↓↓↓

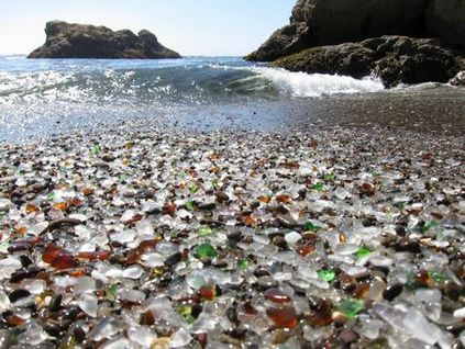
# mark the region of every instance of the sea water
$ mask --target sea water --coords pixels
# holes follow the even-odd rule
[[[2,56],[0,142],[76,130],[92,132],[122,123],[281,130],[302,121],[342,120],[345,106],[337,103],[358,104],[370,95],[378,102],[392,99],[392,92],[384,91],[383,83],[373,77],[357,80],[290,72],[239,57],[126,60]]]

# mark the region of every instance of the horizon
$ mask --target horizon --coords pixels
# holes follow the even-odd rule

↑↑↑
↓↓↓

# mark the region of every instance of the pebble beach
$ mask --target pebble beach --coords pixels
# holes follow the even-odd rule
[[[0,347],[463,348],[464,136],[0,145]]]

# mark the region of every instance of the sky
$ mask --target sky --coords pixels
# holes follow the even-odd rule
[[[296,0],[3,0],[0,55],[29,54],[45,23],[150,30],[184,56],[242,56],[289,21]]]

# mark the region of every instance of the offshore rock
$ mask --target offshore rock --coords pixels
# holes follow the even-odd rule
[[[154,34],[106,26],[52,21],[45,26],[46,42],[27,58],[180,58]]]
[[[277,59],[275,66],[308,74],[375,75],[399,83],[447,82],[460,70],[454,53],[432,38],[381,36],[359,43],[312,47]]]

↑↑↑
↓↓↓

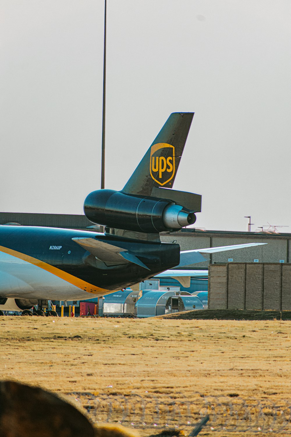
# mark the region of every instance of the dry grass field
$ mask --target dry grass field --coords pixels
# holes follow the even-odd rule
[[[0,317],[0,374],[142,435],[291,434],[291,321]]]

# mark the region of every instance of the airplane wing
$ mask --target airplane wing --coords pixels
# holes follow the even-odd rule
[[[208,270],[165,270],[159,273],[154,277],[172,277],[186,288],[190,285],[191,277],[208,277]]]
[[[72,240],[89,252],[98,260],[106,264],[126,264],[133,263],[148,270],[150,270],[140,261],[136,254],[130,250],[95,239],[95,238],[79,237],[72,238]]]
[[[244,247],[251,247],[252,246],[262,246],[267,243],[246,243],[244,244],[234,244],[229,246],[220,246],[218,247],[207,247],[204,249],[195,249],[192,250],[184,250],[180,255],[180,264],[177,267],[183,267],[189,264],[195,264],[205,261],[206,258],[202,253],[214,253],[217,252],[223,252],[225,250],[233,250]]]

↑↑↑

▶ **DIRECTIONS**: Reproduce the stretch of entries from the line containing "# mark the region of every instance of the offshore" through the line containing "[[[154,34],[106,26],[52,21],[45,26],[46,42],[27,58],[180,58]]]", changing "even-odd" to "nonzero" and leaving everything else as it stands.

▶ **SOLVED EXERCISE**:
# mark the region of every instance of the offshore rock
$ mask --target offshore rock --coords pixels
# holes follow the nonzero rule
[[[154,34],[106,26],[52,21],[45,26],[46,42],[27,58],[180,58]]]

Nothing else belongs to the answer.